• [YOUR INSTRUCTIONS]
Report every line of the data below that contains the word "black".

• [MATERIAL SUPPLIED]
•••••

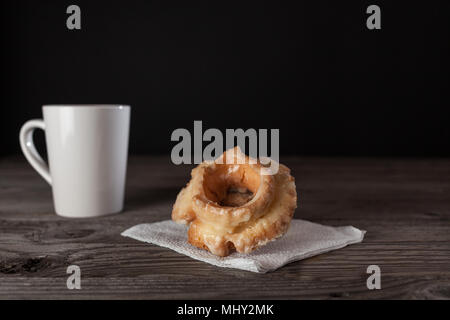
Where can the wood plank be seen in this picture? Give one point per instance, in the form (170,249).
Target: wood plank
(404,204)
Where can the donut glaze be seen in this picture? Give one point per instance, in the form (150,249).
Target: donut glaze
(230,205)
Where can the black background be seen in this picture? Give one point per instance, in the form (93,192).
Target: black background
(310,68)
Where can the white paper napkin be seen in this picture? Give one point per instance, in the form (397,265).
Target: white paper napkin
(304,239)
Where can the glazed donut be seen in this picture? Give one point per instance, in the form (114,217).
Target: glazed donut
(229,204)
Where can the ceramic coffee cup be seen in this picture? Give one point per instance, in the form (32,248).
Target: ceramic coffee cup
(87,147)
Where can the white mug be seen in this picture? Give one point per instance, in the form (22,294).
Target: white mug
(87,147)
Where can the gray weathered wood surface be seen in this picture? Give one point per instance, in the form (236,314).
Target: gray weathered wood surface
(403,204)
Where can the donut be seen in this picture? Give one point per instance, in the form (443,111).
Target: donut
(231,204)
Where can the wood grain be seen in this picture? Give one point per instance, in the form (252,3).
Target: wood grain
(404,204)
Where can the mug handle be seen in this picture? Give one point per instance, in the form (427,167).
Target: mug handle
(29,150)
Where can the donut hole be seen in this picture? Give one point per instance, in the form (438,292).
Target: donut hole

•••••

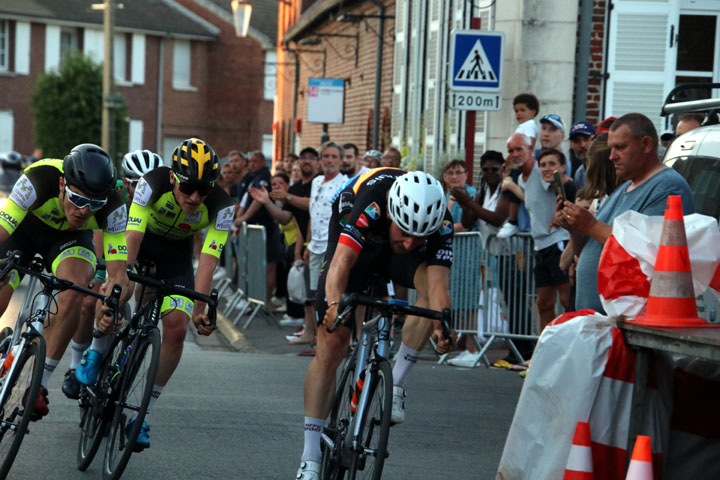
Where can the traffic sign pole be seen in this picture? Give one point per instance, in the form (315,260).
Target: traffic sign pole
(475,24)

•••••

• [SOLUTION FOR THIS EXERCISE]
Where can the black background be seen in this picture? Give one point per instance, in the form (93,192).
Target: black background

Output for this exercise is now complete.